◆ **Extrait du document**
▬▬▬
« (...) [ces] personnages de la scène médiatico-politique qui (...) miment la figure et le rôle de l'intellectuel (...) ils ne peuvent donner le change qu'au prix d'une présence constante dans le champ journalistique (...) et y importent des pratiques qui, en d’autres univers, auraient pour nom corruption, concussion, malversation, trafic d’influence, concurrence déloyale, collusion, entente illicite ou abus de confiance et dont le plus typique est ce qu’on appelle en français le "renvoi d’ascenseur" ». Pierre Bourdieu, « Et pourtant », Liber n°25, décembre 1995.

mardi 2 octobre 2012

Quand Brice Couturier lèche son idole et ancien patron Jacques Julliard, cela se passe sur le site de France Culture.

Voici  des extraits de "La chronique de Brice Couturier" mise en ligne sur le site de France Culture le 25 septembre 2012 :

"(...) Si votre histoire des gauches françaises renouvelle profondément tout ce que l’on croyait savoir du sujet, cher Jacques Julliard, c’est parce que votre regard est neuf, qu’il est honnête et sans partis pris, et que les questions que vous posez à cette histoire vous permettent de tirer des fils que vos prédécesseurs n’avaient pas forcément su voir. (...) Et vous avez bien raison d’exhumer la pensée religieuse de Benjamin Constant, généralement négligée. (...) la question décisive que vous posez en introduction : d’où viennent nos opinions ? (...)".
Pour comprendre pourquoi Brice Couturier dirige le fan club de Jacques Julliard à France Culture il suffit de se reporter à ce qu'il écrivait sur son blog de France Culture le samedi 12 janvier 2007 :
"(...) Il peut arriver qu’on éprouve pour quelqu’un une admiration absolue et qu’on ne soit pas d’accord avec tout ce qu’il dit. C’est ce que j’ai éprouvé vendredi face à Jacques Julliard, venu défendre au « Grain à Moudre » les idées qu’il développe dans son livre sur la démocratie d’opinion, « La Reine du monde » (...). Jacques Julliard – qui n’en sait rien - a joué un rôle capital dans ma vie. Et pas seulement parce qu’il représente pour moi, depuis longtemps, une espèce de modèle. (…) Nous étions en 1973 (…) Jacques Julliard (…) Il développait avec sérénité et bonhomie quelques évidences qui me bouleversèrent au point que je m’en souviens encore.(…) des évidences pour nous aujourd’hui, mais qui pour moi et beaucoup d’autres, alors, vous avaient des allures de provocations.(…) il fallait que quelqu’un me parle avec sagesse. Et que ce fut lui. (…)
Six ans plus tard, c’est Jacques Julliard (…) publia mon premier article politique, dans la revue, « Faire », d’orientation intellectuelle rocardienne. (…) Et puis je suis devenu un lecteur assidu des éditoriaux de Julliard dans L’Obs.
▬▬▬
◆ **Consignes**
a - Relevez chaque ligne des enregistrements où figure le mot « wheel ».
b - Reprenez le billet sur Brice Couturier et Jacques Julliard à l'endroit où il s'arrête et poursuivez sa rédaction.
Les enregistrements qui suivent n'ont aucun rapport avec le billet sur Brice Couturier et Jacques Julliard.

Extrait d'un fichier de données
▬▬▬
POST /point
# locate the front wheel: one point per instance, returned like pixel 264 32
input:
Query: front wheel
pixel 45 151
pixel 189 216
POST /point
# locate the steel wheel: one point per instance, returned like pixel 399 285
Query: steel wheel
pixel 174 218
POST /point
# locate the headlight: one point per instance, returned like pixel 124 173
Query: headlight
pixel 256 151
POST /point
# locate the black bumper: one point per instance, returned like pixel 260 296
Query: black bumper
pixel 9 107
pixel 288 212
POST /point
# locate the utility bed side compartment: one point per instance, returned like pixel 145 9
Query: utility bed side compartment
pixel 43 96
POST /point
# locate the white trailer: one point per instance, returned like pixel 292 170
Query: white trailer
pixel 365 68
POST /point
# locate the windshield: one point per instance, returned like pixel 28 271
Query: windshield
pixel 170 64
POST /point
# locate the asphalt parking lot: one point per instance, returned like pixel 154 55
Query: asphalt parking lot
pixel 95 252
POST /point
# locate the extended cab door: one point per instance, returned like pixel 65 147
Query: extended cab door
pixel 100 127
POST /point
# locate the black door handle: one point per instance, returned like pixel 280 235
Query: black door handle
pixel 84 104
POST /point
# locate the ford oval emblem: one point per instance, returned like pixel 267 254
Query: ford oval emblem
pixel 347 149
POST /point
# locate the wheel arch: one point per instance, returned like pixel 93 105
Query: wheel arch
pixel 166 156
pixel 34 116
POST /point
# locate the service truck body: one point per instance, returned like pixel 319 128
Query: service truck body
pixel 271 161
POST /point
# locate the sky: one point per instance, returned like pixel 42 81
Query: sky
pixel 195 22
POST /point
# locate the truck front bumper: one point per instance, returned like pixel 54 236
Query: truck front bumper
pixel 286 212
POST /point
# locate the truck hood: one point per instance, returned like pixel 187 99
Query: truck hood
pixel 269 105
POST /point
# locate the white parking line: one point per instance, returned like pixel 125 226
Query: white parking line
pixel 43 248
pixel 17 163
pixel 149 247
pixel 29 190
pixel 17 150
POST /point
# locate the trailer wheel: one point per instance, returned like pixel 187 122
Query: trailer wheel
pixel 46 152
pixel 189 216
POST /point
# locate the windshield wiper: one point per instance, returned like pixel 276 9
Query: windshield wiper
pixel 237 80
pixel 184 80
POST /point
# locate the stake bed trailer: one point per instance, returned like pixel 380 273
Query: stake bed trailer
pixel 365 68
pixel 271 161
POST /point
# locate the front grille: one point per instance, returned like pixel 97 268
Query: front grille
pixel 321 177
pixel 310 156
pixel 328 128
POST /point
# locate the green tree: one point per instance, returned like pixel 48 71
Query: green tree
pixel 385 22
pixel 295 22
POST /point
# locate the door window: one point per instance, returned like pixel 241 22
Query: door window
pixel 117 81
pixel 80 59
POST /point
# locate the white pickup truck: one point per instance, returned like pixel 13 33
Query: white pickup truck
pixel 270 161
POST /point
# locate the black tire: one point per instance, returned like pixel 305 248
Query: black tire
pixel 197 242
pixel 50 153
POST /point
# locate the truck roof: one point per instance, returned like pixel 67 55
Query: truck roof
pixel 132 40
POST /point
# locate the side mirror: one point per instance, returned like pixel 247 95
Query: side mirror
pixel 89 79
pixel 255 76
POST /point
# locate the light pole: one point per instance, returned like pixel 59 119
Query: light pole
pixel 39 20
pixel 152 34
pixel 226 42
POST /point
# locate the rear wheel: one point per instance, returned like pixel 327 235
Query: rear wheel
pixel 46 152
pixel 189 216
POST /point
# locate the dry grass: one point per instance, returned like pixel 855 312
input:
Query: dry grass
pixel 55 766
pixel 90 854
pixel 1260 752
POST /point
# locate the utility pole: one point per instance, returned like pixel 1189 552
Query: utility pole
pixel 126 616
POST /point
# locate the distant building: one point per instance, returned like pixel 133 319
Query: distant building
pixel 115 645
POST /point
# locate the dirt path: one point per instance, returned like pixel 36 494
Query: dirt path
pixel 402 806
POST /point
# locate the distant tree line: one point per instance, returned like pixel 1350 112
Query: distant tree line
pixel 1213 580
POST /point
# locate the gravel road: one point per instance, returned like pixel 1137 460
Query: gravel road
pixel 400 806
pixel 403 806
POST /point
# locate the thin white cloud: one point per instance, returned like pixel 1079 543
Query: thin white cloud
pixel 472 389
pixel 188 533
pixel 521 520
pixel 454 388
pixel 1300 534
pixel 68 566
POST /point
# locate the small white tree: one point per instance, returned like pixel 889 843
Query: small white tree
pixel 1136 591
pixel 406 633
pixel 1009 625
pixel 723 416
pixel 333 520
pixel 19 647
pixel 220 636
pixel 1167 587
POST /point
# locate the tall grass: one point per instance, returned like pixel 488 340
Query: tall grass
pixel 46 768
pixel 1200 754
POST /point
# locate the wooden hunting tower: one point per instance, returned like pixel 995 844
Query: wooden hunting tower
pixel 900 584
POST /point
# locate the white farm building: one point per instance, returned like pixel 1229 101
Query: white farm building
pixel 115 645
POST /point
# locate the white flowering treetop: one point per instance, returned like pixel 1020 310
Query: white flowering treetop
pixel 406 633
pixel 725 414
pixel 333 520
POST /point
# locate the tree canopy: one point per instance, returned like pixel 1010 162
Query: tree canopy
▬▬▬
◆ **Réponses**
a -
# locate the front wheel: one point per instance, returned like pixel 264 32
Query: front wheel
# locate the steel wheel: one point per instance, returned like pixel 399 285
Query: steel wheel
# locate the wheel arch: one point per instance, returned like pixel 93 105
Query: wheel arch
# locate the trailer wheel: one point per instance, returned like pixel 187 122
Query: trailer wheel
# locate the rear wheel: one point per instance, returned like pixel 327 235
Query: rear wheel

b -
Les réflexions de Julliard sont toujours étayées par sa vaste culture. Elles témoignent d’une ouverture d’esprit qui se fait rare. Sa bonne foi est si manifeste qu’elle autorise une expression sans détours. J’en conserve encore un certain nombre dans mes archives. Tenez, je ne résiste pas au plaisir de vous citer celui du 11 octobre 2001 à propos de Ben Laden et des « sauvageons » qui avaient acclamé son nom au Stade de France en sifflant « la Marseillaise ». « En vérité, nous ne sommes pas respectés parce que nous ne nous respectons plus. A qui nous demande nos valeurs, du ‘sens’ comme dit la piétaille sociologique, nous répondons par du football. […] Et comme nous ne croyons plus à rien, ne nous étonnons pas que d’autres croient à des sornettes ou à des loups-garous. Et même soient capables de tuer et de mourir pour ces sornettes, pour ces loups-garous. Et pendant ce temps, la France est envahie de bobologues compatissants, de sociologues misérabilistes, de docteurs ‘ce n’est rien’, de jeunologues à l’écoute. […] Ce que ces ‘jeunes’ attendent de nous, au-delà de leurs bredouillements, c’est, de notre part, un peu plus de fierté, un peu plus de croyance en nos propres valeurs. »
Quand «
L’Evènement du Jeudi », dont je fus « chef du service idées » en eut fini de sombrer en 2001, je me cherchais un nouvel emploi. C’est Jacques Julliard qui m’embaucha comme rédacteur en chef (adjoint) du « Monde des Débats », quand Jean Daniel, autre directeur du mensuel, me considérait avec une certaine suspicion.
Quelques mois de pur bonheur s’ensuivirent. « Le Monde des Débats » n’était pas loin d’assouvir mon fantasme d’un TLS à la française.J’ai donc quantité de raisons pour aimer Julliard. (…) La suite dépendra sans doute des propositions de la commission Balladur sur la réforme des institutions. (…) une opinion émotive et versatile, gavée de sitcoms et de « télé-vérité », tenue dans l’ignorance des défis majeurs auxquels nous sommes confrontés par mes confrères journalistes.
Troisièmement, je ferai référence à
l’article excellent, publié par Joël Roman dans le n° de mars-avril 1999 de la revue Esprit sous le titre « réforme et démocratie d’opinion ». (…) Rares sont ceux qui, comme François Chérèque, se déclarent déterminés à prendre en compte l’intérêt commun à long terme des salariés, plutôt que ceux, immédiats, de catégories particulières. Du coup, la « sainte alliance » du « conservatisme et du verbalisme révolutionnaire, en apparence opposés, en réalité complices » peut « interdire toute réforme » (Roman). On l’a bien vu lors des grèves de 1995 – qui nous auront fait perdre 12 ans : les régimes spéciaux de retraite ont fini malgré tout par être alignés sur ceux des fonctionnaires. L’opinion a mis tout ce temps à le trouver juste et nécessaire.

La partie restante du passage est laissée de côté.